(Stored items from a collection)
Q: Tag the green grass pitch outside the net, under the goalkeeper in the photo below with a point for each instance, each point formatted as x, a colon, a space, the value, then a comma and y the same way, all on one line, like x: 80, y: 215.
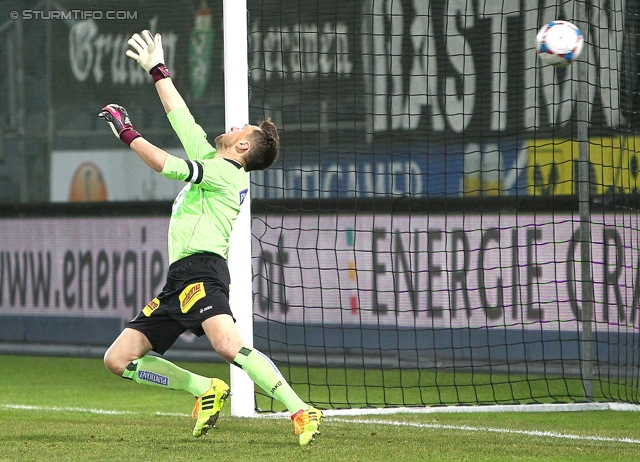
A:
x: 68, y: 393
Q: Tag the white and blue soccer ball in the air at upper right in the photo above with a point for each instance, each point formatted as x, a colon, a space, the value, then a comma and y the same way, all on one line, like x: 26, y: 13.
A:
x: 559, y: 43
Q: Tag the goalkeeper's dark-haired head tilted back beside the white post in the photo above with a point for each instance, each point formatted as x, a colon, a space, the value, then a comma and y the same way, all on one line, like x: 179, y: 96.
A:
x: 258, y: 146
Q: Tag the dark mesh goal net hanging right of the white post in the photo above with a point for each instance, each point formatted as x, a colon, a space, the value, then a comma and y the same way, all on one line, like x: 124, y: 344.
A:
x: 451, y: 222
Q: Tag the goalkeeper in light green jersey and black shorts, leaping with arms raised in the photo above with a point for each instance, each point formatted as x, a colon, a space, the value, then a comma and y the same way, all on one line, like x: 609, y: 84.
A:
x: 196, y: 294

WHAT THIS TASK INVOLVES: Beginning at the line that contains "Q: Tag the goalkeeper in", reproduce every line down to the last line of the entries above, exactly and only those.

RESPONSE TO THE TASK:
Q: Tag the goalkeeper in light green jersey and black shorts, leaping with arms raised in the photo above with a point for each instance, each point formatted as x, a colon, a space, the value, then a comma and y the same way, all on one line, like x: 609, y: 84.
A:
x: 196, y: 294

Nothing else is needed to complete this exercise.